An exact copy of all the entries below is what this task needs.

[Input Boundary: Start]

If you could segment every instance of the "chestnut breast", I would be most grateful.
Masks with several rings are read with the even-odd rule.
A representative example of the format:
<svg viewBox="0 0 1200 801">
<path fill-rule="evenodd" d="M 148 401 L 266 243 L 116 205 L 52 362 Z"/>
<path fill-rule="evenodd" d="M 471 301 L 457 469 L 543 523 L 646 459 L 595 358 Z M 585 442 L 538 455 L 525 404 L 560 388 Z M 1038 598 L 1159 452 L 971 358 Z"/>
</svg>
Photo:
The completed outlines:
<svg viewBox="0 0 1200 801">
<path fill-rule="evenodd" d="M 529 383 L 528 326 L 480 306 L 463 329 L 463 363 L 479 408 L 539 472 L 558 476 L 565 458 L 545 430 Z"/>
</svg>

[Input Boundary: End]

• [Exercise answer]
If you could segment every instance of the "chestnut breast", I would be most grateful.
Masks with several rings are read with the even-odd rule.
A representative example of the format:
<svg viewBox="0 0 1200 801">
<path fill-rule="evenodd" d="M 148 401 L 266 243 L 116 205 L 52 362 Z"/>
<path fill-rule="evenodd" d="M 471 301 L 457 469 L 543 523 L 646 459 L 595 358 Z M 585 442 L 538 455 L 525 404 L 560 388 Z M 1038 598 L 1159 452 L 971 358 Z"/>
</svg>
Photo:
The completed outlines:
<svg viewBox="0 0 1200 801">
<path fill-rule="evenodd" d="M 529 383 L 528 326 L 480 306 L 463 329 L 463 363 L 479 408 L 539 472 L 558 476 L 565 458 L 545 430 Z"/>
</svg>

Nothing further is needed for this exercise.